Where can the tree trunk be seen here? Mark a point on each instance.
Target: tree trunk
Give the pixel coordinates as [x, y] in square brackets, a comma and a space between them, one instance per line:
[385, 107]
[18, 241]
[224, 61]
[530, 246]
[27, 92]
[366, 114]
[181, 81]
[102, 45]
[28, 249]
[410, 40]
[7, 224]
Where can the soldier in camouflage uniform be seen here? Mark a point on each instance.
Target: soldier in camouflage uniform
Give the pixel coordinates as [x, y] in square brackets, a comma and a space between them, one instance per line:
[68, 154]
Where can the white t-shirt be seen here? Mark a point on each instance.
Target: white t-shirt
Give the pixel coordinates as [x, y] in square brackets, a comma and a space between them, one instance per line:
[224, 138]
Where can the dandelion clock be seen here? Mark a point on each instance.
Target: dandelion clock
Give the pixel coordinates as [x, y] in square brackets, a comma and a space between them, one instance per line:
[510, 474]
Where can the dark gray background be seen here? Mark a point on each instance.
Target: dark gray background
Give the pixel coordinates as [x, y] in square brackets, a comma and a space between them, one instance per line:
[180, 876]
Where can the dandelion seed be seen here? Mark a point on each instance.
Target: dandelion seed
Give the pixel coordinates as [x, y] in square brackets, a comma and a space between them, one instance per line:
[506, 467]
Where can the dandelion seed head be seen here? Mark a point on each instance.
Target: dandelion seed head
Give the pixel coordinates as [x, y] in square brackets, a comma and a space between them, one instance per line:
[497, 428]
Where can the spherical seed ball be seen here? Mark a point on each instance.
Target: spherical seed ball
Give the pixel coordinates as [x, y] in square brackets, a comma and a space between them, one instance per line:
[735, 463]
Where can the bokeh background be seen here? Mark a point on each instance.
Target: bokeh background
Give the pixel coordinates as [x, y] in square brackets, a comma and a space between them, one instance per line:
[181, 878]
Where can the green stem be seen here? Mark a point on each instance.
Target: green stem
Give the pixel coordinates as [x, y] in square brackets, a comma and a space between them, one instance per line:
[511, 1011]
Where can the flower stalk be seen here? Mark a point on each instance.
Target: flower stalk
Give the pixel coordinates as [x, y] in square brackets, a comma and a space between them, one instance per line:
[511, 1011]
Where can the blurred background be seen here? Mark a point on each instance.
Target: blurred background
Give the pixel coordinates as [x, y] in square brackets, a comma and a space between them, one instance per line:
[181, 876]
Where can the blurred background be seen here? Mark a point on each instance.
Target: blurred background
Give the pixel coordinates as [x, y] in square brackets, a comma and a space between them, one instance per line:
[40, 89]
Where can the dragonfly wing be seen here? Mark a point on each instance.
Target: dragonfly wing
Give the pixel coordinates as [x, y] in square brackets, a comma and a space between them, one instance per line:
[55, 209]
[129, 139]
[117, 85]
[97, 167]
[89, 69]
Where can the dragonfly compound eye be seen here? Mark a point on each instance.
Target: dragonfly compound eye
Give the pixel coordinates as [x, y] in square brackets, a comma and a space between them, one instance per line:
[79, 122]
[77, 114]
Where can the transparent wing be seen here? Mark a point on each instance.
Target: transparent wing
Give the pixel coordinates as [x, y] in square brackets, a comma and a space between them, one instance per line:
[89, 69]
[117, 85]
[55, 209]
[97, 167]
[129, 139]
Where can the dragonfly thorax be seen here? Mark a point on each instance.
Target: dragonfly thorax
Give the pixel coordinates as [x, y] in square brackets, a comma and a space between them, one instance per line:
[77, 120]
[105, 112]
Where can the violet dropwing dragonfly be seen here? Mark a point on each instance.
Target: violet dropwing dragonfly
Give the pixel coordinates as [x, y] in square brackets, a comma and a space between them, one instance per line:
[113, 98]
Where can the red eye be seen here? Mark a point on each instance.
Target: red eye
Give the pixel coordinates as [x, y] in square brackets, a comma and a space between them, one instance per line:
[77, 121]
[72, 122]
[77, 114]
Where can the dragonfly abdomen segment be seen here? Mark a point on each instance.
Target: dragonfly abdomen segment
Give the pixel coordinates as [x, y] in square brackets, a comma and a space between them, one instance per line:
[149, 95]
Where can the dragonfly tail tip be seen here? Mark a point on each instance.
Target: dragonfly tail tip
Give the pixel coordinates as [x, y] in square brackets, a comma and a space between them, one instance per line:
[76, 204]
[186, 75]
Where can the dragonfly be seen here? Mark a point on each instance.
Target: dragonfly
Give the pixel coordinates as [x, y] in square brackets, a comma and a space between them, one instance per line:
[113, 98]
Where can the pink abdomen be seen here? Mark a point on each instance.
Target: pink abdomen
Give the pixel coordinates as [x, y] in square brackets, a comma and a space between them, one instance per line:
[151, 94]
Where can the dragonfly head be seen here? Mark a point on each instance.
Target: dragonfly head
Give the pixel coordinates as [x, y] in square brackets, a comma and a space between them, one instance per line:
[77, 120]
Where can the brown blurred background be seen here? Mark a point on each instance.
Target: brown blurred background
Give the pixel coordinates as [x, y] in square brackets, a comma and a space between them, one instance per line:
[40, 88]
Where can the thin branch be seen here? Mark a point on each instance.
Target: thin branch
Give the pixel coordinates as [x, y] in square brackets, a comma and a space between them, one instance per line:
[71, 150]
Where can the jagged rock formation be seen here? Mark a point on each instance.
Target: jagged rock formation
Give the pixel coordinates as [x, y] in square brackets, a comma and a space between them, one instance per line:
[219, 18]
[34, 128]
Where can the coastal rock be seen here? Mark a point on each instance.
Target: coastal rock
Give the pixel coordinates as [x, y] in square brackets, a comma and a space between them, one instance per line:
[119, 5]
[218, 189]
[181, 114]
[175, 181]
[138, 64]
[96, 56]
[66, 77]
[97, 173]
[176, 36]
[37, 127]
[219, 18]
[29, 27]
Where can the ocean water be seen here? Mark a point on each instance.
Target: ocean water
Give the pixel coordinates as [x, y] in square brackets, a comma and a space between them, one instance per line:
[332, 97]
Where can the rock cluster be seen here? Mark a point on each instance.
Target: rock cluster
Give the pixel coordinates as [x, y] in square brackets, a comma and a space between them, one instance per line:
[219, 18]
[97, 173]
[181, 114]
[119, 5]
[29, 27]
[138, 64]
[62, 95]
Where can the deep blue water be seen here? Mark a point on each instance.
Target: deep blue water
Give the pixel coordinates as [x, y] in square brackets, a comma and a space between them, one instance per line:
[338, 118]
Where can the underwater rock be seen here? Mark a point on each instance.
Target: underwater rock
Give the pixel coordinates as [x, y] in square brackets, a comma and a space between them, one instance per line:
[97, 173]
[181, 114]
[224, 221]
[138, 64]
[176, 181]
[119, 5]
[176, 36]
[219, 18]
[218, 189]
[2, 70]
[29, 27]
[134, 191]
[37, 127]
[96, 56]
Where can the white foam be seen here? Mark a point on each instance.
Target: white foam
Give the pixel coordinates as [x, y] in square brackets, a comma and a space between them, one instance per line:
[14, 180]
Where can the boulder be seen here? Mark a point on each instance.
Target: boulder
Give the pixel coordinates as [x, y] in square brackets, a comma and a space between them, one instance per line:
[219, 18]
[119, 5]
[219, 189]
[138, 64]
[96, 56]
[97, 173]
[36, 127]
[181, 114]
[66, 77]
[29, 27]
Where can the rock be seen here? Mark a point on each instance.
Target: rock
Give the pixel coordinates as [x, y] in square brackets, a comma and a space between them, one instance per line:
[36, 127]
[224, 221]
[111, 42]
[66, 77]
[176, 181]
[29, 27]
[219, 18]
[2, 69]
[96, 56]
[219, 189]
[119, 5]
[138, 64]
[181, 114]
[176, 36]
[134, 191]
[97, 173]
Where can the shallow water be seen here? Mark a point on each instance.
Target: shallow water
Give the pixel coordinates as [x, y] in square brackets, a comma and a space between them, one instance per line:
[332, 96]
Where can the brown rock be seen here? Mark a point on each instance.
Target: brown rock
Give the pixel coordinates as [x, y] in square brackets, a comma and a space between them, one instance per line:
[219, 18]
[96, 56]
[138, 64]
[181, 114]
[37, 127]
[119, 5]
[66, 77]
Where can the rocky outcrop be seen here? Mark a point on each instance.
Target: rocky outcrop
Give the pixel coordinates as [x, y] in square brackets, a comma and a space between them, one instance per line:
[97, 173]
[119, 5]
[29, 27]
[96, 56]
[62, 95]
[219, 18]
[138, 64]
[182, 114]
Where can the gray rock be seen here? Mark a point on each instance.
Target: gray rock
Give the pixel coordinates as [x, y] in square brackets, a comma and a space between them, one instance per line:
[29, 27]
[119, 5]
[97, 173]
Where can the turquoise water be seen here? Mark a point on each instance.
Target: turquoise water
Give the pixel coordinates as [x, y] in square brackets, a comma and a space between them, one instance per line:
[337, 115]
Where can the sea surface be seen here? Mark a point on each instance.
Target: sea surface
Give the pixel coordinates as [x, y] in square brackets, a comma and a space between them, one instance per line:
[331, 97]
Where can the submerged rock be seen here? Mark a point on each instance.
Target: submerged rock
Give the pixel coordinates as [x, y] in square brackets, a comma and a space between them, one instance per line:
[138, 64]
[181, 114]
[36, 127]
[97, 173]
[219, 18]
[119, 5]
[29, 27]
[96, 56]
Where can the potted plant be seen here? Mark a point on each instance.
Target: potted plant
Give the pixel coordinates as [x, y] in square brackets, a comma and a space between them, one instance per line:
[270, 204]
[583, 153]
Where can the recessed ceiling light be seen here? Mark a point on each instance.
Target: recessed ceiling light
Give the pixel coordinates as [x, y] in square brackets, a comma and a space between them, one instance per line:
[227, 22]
= = = = = = =
▸ WHAT IS ASKED:
Find "Where can the sea" in the data above, then repeat that line and all lines after it exactly, ending with the final line.

▸ OUTPUT OF THE EXERCISE:
Where can the sea surface be seen here? Mark a point on each instance.
Target: sea surface
Give the pixel coordinates as [x, y] in square brackets, a comma and a space between them, one instance per line:
[331, 97]
Where can the submerged rock be seen here? Mark a point on each instance.
Target: submerged rock
Give the pixel coordinates as [x, y] in square brackets, a comma and a space between them, one instance per line:
[138, 64]
[181, 114]
[36, 127]
[97, 173]
[219, 18]
[119, 5]
[29, 27]
[96, 56]
Where can the potted plant be seen here? Mark a point on each instance.
Target: potted plant
Give the pixel coordinates as [x, y] in square brackets, a comma and a space between them, one instance per line:
[270, 204]
[583, 153]
Where can the recessed ceiling light be seen here? Mark a point on each instance.
Target: recessed ceiling light
Give the pixel coordinates as [x, y] in square brackets, a comma and a space between them, one instance per line:
[227, 22]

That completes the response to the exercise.